-- QUOTED PASSAGE --
C. Expanding the QEP Curriculum and Communicating to Students

The table below presents an outline of the university's goals for expansion of QEP course offerings. This projection is based on a review of existing courses that include community-based research and/or may be appropriate for adaptation to QEP requirements, conversations with directors of CBR and service-learning programs at peer institutions, and Rice's recent experience with the Cain Project in Engineering and Professional Communication.


2006 - 2007  
  • Offer one Gateway course on working in the community and begin development of two additional Gateway courses on communication and presentation skills, and on identifying and designing community-based projects
  • Offer at least one QEP course in each of five Schools
2007 - 2008  
  • Offer two or three Gateway courses
  • Offer 10-12 QEP courses, including two in Architecture, spanning five Schools
2008 - 2009  
  • Offer three Gateway courses and expand enrollment capacity of Gateways as needed
  • Offer 15-20 QEP courses, including two in Architecture and one in Music, spanning the six Schools
2009 - 2010  
  • Evaluate/expand/revise Gateway program as needed
  • Offer at least 25 QEP courses, including three in Architecture and two in Music, spanning the six Schools


Experience and study of programs at peer institutions tell us faculty are willing to take on a new project when four conditions are present: the university supports the project with adequate resources; the project engages or stimulates faculty members' research agendas; the project provides exciting educational experiences for undergraduates; and, the project is a good "fit" with the faculty culture. 36  


Recent development at Rice of the Cain Project in Engineering and Professional Communication suggests the last two factors are particularly important at Rice, and informs the sense of optimism that underlines the Rice QEP. 37 The Cain Project began in 1998, when the Gordon and Mary Cain Foundation provided funding (nearly $6 million over a 10-year period) for communication instruction for science and engineering students. Less than seven years later, the Project fully supports 35 to 40 courses in science and engineering annually and accepts about 10 new courses for three-year development each year.

-- WRITTEN INSTRUCTION A --
Retype the passage on expanding the QEP curriculum in full, word for word.

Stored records
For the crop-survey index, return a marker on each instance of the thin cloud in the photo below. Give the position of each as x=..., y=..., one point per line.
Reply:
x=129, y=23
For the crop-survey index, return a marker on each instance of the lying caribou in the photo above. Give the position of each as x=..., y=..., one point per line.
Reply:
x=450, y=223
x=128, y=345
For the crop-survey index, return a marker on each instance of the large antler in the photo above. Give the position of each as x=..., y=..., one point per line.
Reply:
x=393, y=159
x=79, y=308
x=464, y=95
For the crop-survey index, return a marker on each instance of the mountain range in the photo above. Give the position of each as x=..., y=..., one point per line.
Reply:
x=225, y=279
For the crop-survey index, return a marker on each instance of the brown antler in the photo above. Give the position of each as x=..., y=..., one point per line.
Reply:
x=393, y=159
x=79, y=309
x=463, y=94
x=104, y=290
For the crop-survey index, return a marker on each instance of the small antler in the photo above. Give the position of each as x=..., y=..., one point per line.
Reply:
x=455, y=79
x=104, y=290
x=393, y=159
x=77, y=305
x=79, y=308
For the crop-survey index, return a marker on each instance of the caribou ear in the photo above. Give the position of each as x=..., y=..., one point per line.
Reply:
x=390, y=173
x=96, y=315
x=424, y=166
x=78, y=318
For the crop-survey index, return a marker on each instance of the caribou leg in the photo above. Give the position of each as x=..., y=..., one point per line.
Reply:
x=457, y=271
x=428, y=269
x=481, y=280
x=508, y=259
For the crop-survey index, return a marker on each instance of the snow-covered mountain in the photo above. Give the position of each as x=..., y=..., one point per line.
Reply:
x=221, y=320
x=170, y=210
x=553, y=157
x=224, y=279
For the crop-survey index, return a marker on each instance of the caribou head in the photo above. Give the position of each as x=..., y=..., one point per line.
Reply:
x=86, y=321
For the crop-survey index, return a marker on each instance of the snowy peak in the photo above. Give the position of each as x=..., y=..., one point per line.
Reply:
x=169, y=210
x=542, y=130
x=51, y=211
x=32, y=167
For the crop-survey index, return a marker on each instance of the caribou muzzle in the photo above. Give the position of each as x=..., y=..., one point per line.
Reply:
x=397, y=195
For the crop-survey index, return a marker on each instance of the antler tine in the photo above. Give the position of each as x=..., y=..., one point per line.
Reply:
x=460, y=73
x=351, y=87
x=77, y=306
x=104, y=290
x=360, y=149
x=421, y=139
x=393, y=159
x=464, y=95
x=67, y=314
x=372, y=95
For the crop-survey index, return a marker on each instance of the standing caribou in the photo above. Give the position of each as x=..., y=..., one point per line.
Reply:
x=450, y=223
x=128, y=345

-- WRITTEN INSTRUCTION B --
Shift every coordinate in the answers of the records by adding 95 to each number. Give the lines again with their requests, beginning with the line that contains "of the snow-covered" and continuing through the line that contains "x=32, y=167", and give only those lines.

-- WRITTEN SOLUTION A --
C. Expanding the QEP Curriculum and Communicating to Students

The table below presents an outline of the university's goals for expansion of QEP course offerings. This projection is based on a review of existing courses that include community-based research and/or may be appropriate for adaptation to QEP requirements, conversations with directors of CBR and service-learning programs at peer institutions, and Rice's recent experience with the Cain Project in Engineering and Professional Communication.


2006 - 2007  
  • Offer one Gateway course on working in the community and begin development of two additional Gateway courses on communication and presentation skills, and on identifying and designing community-based projects
  • Offer at least one QEP course in each of five Schools
2007 - 2008  
  • Offer two or three Gateway courses
  • Offer 10-12 QEP courses, including two in Architecture, spanning five Schools
2008 - 2009  
  • Offer three Gateway courses and expand enrollment capacity of Gateways as needed
  • Offer 15-20 QEP courses, including two in Architecture and one in Music, spanning the six Schools
2009 - 2010  
  • Evaluate/expand/revise Gateway program as needed
  • Offer at least 25 QEP courses, including three in Architecture and two in Music, spanning the six Schools


Experience and study of programs at peer institutions tell us faculty are willing to take on a new project when four conditions are present: the university supports the project with adequate resources; the project engages or stimulates faculty members' research agendas; the project provides exciting educational experiences for undergraduates; and, the project is a good "fit" with the faculty culture. 36  


Recent development at Rice of the Cain Project in Engineering and Professional Communication suggests the last two factors are particularly important at Rice, and informs the sense of optimism that underlines the Rice QEP. 37 The Cain Project began in 1998, when the Gordon and Mary Cain Foundation provided funding (nearly $6 million over a 10-year period) for communication instruction for science and engineering students. Less than seven years later, the Project fully supports 35 to 40 courses in science and engineering annually and accepts about 10 new courses for three-year development each year.

-- WRITTEN SOLUTION B --
For the crop-survey index, return a marker on each instance of the snow-covered mountain in the photo above. Give the position of each as x=..., y=..., one point per line.
Reply:
x=316, y=415
x=265, y=305
x=648, y=252
x=319, y=374
For the crop-survey index, return a marker on each instance of the caribou head in the photo above. Give the position of each as x=..., y=..., one point per line.
Reply:
x=181, y=416
For the crop-survey index, return a marker on each instance of the snowy peak in the photo above. Give the position of each as x=..., y=..., one point per line.
Reply:
x=264, y=305
x=637, y=225
x=146, y=306
x=127, y=262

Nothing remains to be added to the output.